=== What to work on ===
Report how many lines in the data below contain the word "Locates". Give only the number.

Data entries:

= = = = = = =

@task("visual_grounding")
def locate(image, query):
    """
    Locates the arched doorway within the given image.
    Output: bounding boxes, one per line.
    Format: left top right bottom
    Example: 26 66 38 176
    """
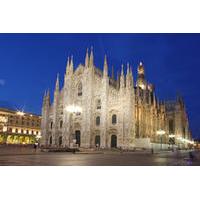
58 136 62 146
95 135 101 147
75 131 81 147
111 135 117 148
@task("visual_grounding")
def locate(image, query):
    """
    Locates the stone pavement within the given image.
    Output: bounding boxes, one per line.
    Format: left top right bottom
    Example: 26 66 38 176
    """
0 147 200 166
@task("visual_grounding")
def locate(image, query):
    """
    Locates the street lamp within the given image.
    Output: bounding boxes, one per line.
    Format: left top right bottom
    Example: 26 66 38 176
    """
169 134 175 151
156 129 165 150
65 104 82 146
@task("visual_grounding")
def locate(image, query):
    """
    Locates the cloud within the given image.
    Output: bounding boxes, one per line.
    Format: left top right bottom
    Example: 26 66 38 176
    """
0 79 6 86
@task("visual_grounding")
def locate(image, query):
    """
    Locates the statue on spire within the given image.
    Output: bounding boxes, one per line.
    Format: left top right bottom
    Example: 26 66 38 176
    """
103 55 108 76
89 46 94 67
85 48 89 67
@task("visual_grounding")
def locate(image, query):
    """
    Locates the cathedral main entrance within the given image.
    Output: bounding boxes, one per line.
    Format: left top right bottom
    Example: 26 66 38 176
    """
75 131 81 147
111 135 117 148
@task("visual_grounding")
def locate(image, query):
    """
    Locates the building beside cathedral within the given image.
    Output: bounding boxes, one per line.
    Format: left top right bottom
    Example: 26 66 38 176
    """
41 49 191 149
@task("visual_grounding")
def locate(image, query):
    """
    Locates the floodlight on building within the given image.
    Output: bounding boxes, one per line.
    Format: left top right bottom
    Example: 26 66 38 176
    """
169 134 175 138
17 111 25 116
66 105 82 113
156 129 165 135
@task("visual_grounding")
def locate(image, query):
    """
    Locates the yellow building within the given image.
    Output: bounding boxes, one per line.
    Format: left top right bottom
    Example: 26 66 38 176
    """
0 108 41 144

= = = = = = =

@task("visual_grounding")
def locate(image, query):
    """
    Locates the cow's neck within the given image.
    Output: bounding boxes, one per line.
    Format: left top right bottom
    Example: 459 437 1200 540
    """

= = = = = = =

=== Result for this task ===
10